* **Your objective**
Transcribe verbatim the span of lines that opens with the line containing "For every instance of the winglet" and closes with the last line of the data below.

◆ ◆ ◆ ◆ ◆

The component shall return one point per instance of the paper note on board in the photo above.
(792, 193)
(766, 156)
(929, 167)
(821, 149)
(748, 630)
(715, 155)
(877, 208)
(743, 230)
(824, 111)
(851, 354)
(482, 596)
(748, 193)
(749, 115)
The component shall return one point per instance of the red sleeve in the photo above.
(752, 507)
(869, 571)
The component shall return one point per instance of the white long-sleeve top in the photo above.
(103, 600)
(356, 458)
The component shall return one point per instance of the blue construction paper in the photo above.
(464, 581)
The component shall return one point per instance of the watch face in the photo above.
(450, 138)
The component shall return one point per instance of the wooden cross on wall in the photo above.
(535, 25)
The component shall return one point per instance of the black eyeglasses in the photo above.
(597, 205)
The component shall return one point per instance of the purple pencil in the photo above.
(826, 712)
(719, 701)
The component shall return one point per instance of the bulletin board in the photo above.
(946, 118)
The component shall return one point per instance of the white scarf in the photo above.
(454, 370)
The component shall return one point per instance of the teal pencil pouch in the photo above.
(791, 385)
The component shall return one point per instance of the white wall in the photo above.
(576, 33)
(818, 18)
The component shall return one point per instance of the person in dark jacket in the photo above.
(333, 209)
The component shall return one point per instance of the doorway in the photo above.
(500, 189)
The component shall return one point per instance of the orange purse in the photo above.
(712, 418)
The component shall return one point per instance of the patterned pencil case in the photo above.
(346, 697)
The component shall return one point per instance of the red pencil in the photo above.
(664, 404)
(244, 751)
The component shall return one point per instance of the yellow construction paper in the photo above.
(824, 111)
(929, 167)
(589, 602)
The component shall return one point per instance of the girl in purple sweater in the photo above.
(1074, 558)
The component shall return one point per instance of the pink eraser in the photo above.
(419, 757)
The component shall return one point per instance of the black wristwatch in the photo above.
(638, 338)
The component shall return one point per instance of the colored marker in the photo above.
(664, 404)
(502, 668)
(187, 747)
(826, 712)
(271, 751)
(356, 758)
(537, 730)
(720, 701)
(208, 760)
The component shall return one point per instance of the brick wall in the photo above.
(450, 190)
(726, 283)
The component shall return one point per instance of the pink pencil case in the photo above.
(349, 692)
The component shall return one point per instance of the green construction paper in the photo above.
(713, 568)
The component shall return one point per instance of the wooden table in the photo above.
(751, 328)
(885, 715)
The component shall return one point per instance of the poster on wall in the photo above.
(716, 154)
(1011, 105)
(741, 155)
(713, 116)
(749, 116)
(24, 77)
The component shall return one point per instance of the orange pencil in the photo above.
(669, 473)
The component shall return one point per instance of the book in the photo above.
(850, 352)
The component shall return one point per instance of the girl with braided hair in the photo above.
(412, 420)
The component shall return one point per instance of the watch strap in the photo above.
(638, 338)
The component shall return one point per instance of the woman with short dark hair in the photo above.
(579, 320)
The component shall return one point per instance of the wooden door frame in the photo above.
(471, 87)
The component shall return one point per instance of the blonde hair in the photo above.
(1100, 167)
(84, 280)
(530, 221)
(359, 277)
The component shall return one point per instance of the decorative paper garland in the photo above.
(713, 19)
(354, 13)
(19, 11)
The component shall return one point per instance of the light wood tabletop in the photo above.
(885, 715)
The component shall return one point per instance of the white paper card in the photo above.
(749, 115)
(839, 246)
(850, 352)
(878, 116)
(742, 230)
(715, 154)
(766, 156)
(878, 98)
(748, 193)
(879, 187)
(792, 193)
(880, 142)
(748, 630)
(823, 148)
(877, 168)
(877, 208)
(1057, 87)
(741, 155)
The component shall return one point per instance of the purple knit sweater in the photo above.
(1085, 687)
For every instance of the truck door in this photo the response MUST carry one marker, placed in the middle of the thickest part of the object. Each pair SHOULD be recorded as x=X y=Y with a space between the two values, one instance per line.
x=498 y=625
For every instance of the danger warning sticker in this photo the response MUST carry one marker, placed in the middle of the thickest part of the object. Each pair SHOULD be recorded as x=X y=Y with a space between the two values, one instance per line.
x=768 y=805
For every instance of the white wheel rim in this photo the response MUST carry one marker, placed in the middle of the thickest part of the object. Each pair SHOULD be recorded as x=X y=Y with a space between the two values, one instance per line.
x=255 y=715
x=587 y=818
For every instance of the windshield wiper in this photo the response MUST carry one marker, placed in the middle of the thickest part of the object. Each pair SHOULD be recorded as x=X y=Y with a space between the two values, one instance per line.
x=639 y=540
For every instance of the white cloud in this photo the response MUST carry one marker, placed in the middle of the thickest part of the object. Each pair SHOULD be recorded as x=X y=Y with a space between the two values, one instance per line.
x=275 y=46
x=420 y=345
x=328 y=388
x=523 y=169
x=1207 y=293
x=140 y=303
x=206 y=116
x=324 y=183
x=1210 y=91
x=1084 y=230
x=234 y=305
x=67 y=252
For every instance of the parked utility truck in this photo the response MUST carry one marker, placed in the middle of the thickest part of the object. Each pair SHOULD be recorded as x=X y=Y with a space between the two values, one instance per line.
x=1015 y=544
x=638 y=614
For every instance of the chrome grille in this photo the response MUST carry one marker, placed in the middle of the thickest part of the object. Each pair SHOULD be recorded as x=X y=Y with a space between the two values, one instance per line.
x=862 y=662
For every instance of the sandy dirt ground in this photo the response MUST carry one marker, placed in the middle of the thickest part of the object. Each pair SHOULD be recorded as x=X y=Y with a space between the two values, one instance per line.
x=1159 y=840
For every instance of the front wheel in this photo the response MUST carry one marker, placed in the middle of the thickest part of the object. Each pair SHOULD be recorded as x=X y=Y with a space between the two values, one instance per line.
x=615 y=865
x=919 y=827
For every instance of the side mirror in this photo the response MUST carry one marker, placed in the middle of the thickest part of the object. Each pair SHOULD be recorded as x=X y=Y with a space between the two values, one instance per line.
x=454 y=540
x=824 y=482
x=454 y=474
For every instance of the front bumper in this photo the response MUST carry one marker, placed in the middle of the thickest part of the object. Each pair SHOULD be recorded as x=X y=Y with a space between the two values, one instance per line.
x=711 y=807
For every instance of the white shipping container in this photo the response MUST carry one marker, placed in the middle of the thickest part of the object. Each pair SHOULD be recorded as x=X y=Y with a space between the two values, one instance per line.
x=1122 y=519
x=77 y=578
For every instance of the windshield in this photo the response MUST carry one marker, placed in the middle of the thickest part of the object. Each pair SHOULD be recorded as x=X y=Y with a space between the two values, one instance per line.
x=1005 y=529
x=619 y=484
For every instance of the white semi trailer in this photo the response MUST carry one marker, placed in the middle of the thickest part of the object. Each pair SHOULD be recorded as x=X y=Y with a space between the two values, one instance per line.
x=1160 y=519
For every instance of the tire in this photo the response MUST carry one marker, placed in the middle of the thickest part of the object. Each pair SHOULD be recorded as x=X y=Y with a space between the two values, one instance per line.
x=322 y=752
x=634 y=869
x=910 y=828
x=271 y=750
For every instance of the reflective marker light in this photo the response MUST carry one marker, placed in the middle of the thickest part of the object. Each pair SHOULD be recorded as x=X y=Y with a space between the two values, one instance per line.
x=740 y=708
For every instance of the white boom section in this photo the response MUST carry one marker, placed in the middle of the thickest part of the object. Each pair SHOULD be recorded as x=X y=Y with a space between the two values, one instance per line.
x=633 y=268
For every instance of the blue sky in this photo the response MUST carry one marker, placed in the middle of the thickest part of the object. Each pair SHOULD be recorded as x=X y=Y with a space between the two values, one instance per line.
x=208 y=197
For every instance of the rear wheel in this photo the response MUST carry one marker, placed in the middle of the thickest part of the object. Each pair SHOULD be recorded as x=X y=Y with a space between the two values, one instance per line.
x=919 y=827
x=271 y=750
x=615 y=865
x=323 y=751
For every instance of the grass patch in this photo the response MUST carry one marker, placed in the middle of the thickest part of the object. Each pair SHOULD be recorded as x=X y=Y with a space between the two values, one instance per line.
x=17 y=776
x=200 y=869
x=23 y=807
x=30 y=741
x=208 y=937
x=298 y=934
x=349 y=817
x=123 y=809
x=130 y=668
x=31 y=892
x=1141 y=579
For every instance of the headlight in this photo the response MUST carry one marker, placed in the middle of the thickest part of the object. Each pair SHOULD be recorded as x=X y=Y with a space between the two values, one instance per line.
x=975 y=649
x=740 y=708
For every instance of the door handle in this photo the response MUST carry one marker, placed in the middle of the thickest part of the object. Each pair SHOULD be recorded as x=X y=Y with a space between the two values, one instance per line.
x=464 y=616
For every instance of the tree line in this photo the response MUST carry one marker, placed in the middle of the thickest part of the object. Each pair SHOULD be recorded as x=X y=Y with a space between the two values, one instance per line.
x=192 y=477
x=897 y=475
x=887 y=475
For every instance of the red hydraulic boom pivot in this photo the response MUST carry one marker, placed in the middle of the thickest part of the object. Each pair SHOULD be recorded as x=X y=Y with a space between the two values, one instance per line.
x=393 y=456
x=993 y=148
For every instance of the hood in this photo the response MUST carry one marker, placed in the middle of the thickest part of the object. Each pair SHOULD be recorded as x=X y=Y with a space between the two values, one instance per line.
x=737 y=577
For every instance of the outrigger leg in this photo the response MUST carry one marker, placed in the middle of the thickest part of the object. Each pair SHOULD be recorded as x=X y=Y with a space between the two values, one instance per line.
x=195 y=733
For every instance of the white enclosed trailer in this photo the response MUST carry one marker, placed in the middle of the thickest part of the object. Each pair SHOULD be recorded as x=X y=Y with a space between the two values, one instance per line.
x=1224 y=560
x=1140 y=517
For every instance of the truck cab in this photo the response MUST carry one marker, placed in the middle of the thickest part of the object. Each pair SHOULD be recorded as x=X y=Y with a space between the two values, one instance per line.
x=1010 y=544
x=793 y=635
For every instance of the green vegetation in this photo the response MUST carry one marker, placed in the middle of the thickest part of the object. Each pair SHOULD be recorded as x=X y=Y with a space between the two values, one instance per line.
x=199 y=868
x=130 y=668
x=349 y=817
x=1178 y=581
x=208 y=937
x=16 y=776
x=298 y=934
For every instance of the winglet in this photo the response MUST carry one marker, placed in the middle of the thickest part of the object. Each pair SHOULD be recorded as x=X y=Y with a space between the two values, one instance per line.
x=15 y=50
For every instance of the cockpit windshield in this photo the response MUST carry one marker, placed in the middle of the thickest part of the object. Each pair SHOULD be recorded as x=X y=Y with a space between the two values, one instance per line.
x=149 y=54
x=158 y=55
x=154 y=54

◆ ◆ ◆ ◆ ◆

* **Your solution**
For every instance of the winglet in this photo the response MUST carry one marker, placed in the middle of the thickest part of the object. Each pair SHOULD be recorded as x=X y=Y with a space between the two values, one instance per line.
x=15 y=50
For every instance of the cockpit windshield in this photo the response MUST carry one marker, placed in the middle of the thickest part of the object. Each pair SHOULD be recorded as x=X y=Y with a space between the two values, one instance per line.
x=149 y=54
x=158 y=55
x=154 y=54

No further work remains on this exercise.